#### [Directive]
Please repeat the part of the items below that begins with the line containing "Review the image above and draw boxes around every rear wheel" and continues through the end of the items, including that line. Leave the pictures out of your answer.

====== Data for the task

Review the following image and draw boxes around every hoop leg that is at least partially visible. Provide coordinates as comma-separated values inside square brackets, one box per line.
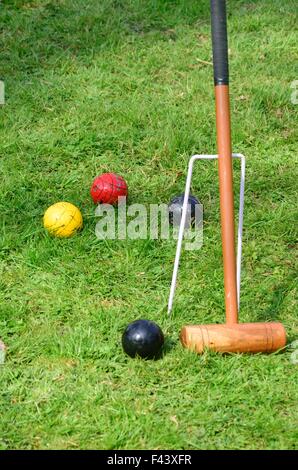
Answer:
[168, 153, 245, 315]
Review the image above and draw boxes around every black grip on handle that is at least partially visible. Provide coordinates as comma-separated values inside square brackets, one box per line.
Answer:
[210, 0, 229, 85]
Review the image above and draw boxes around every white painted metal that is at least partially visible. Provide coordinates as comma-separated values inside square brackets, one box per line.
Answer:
[168, 153, 245, 315]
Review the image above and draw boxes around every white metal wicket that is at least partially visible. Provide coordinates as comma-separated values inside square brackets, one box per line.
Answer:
[168, 153, 245, 315]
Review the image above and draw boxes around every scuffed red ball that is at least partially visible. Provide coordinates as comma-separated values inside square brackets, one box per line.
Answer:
[90, 173, 128, 204]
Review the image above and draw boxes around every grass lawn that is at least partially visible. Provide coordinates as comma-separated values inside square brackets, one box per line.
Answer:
[0, 0, 298, 449]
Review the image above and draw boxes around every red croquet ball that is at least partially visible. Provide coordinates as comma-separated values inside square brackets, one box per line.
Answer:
[90, 173, 128, 204]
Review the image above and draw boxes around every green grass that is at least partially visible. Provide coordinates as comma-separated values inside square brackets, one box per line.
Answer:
[0, 0, 298, 449]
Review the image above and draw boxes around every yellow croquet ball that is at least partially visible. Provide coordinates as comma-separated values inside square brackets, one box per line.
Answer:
[43, 202, 83, 238]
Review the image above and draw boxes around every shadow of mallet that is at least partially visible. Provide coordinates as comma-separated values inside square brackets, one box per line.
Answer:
[168, 0, 286, 353]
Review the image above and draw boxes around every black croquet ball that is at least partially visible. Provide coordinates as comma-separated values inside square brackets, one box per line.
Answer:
[122, 320, 164, 359]
[168, 193, 200, 227]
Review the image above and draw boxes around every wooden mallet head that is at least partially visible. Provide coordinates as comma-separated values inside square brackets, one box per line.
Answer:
[180, 0, 286, 353]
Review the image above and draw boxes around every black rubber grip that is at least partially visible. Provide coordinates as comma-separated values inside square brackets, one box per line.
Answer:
[210, 0, 229, 85]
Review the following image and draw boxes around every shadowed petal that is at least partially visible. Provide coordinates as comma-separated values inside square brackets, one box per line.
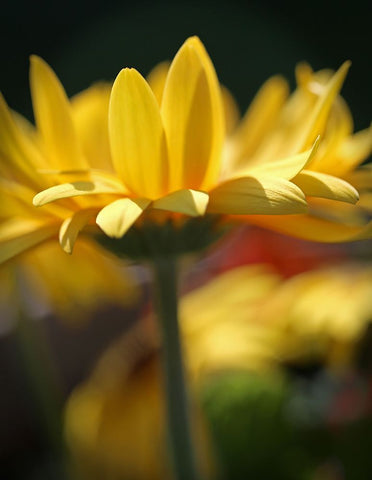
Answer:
[59, 209, 97, 254]
[152, 190, 209, 217]
[96, 198, 151, 238]
[30, 55, 87, 170]
[292, 170, 359, 203]
[109, 68, 168, 198]
[207, 177, 307, 215]
[33, 180, 126, 207]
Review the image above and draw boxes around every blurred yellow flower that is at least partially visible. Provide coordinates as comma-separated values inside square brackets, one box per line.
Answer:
[225, 63, 372, 242]
[65, 263, 372, 479]
[31, 37, 364, 252]
[65, 324, 213, 480]
[0, 79, 138, 322]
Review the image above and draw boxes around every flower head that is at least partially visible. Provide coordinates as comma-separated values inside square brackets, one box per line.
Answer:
[225, 62, 372, 242]
[30, 37, 338, 253]
[3, 37, 369, 262]
[0, 77, 137, 320]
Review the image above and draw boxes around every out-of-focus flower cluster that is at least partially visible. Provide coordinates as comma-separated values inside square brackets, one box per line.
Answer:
[66, 229, 372, 480]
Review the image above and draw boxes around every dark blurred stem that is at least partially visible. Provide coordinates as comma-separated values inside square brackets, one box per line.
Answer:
[153, 256, 201, 480]
[15, 311, 64, 464]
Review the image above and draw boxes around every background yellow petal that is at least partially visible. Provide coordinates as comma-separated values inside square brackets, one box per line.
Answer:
[228, 76, 289, 168]
[0, 93, 43, 187]
[292, 62, 351, 152]
[292, 170, 359, 203]
[152, 190, 209, 217]
[0, 218, 58, 263]
[242, 215, 372, 243]
[207, 177, 307, 215]
[96, 198, 151, 238]
[161, 37, 225, 190]
[59, 209, 96, 253]
[221, 85, 240, 135]
[30, 55, 87, 170]
[147, 62, 170, 105]
[71, 83, 113, 172]
[235, 141, 318, 180]
[109, 69, 168, 199]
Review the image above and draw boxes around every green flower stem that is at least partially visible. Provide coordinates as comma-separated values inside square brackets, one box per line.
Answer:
[153, 256, 201, 480]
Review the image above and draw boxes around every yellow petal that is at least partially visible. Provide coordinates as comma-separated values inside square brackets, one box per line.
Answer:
[109, 69, 168, 198]
[207, 177, 307, 215]
[232, 76, 289, 166]
[96, 198, 151, 238]
[245, 215, 372, 243]
[71, 83, 113, 171]
[221, 86, 240, 135]
[152, 190, 209, 217]
[161, 37, 224, 191]
[33, 180, 126, 207]
[235, 139, 319, 180]
[0, 218, 58, 263]
[59, 209, 96, 253]
[30, 55, 87, 170]
[332, 126, 372, 176]
[292, 170, 359, 203]
[147, 62, 170, 105]
[0, 93, 42, 186]
[292, 62, 351, 152]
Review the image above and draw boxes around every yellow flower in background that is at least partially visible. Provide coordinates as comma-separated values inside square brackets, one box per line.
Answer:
[260, 261, 372, 367]
[31, 37, 364, 252]
[65, 324, 213, 480]
[0, 78, 138, 318]
[225, 63, 372, 242]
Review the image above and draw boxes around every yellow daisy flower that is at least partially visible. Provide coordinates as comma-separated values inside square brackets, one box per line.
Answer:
[225, 62, 372, 242]
[0, 79, 138, 318]
[31, 37, 358, 255]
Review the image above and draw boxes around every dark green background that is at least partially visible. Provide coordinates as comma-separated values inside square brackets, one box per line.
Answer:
[0, 0, 372, 128]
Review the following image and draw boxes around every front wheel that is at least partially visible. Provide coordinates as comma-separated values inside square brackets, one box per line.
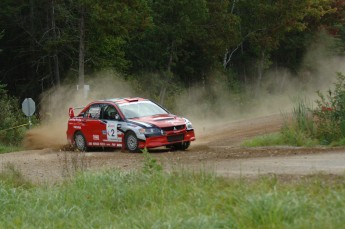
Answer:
[125, 132, 139, 152]
[74, 132, 87, 152]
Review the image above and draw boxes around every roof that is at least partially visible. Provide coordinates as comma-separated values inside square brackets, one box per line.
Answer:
[103, 97, 147, 104]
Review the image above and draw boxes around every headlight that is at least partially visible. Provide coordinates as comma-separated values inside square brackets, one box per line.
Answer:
[139, 127, 164, 135]
[184, 118, 193, 130]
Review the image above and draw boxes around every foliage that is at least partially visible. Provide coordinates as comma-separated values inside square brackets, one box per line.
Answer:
[0, 167, 345, 228]
[0, 163, 33, 188]
[314, 73, 345, 145]
[0, 84, 27, 145]
[142, 148, 163, 173]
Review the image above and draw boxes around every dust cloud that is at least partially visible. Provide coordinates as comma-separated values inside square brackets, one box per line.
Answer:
[24, 31, 345, 149]
[23, 71, 134, 149]
[177, 32, 345, 140]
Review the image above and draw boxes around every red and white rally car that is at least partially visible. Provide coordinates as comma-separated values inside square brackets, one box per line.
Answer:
[67, 98, 195, 152]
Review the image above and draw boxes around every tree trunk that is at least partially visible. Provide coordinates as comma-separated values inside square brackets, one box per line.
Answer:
[78, 6, 85, 91]
[255, 51, 265, 96]
[51, 0, 60, 87]
[159, 53, 173, 106]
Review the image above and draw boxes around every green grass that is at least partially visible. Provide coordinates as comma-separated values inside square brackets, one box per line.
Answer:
[0, 165, 345, 228]
[0, 143, 21, 154]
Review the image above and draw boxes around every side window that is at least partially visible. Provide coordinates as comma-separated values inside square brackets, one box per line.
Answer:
[84, 104, 101, 119]
[103, 105, 120, 120]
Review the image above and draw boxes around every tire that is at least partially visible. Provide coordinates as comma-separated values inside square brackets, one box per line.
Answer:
[180, 142, 190, 150]
[125, 131, 139, 153]
[74, 132, 87, 152]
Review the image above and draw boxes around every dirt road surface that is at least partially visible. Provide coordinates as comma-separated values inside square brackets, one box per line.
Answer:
[0, 115, 345, 183]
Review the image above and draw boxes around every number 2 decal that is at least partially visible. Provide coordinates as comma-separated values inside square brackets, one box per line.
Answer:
[107, 122, 121, 142]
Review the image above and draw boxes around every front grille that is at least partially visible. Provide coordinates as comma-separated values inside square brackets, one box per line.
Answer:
[162, 125, 186, 131]
[167, 134, 184, 142]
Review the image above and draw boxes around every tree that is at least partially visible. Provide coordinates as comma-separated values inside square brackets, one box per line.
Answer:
[234, 0, 331, 94]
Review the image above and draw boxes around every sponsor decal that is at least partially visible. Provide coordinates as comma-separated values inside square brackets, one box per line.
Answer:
[107, 122, 121, 142]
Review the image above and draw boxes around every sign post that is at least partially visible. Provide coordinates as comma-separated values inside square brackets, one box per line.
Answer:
[22, 98, 36, 128]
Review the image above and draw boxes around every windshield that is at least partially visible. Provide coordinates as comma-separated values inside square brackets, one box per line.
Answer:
[119, 101, 168, 118]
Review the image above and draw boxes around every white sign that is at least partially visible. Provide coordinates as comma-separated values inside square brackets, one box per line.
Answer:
[22, 98, 36, 117]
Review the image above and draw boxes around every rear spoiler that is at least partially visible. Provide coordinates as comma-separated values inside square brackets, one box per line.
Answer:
[68, 107, 84, 118]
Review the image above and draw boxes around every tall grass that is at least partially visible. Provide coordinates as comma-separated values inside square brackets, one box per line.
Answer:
[0, 165, 345, 228]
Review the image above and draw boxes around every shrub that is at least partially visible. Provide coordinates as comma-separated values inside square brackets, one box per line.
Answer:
[313, 73, 345, 145]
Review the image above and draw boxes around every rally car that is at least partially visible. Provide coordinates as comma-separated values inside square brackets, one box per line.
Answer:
[67, 98, 195, 152]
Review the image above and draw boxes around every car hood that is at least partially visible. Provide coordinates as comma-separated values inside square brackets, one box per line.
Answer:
[130, 114, 186, 128]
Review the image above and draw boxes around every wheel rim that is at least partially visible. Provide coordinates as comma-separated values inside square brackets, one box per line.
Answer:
[127, 134, 138, 151]
[75, 134, 85, 150]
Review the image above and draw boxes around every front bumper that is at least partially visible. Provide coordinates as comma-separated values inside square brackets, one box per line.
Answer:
[139, 130, 195, 149]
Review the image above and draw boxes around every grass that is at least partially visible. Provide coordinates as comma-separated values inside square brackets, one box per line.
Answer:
[0, 164, 345, 228]
[0, 143, 21, 154]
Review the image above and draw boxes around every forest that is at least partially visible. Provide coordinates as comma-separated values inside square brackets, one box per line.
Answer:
[0, 0, 345, 111]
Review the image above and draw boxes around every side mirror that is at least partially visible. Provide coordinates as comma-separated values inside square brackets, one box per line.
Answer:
[115, 114, 120, 120]
[68, 107, 74, 118]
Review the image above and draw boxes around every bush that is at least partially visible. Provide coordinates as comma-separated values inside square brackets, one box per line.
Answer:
[0, 84, 27, 145]
[313, 73, 345, 145]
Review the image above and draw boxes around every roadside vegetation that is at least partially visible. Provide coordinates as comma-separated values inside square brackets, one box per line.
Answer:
[0, 153, 345, 228]
[0, 84, 27, 150]
[242, 73, 345, 147]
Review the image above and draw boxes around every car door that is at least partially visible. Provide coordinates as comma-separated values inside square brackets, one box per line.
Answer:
[82, 103, 105, 146]
[103, 104, 124, 147]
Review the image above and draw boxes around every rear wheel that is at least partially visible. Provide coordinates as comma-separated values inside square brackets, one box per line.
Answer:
[74, 132, 87, 152]
[125, 132, 139, 152]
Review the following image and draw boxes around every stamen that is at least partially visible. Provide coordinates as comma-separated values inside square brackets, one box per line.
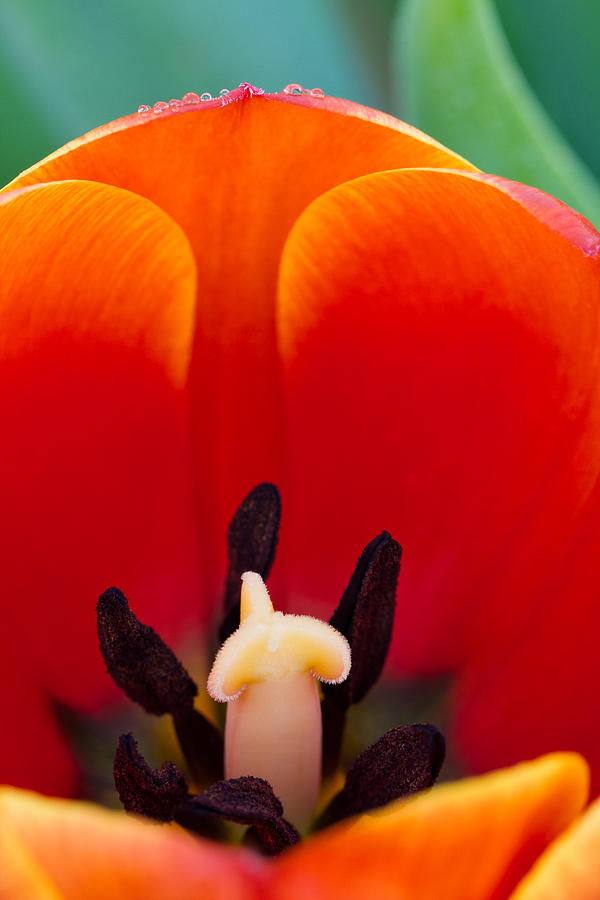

============

#### [Response below]
Review the image above and draw boxes around every rear wheel that is at least partially visible. Provide coordinates as comma-separated values inside square brackets, one box per line.
Answer:
[74, 132, 87, 152]
[125, 132, 139, 152]
Review the following image and draw boxes around every stamen that is at least partially visible. Provide coordinates as comma-separated values inside square brackets, one box per line.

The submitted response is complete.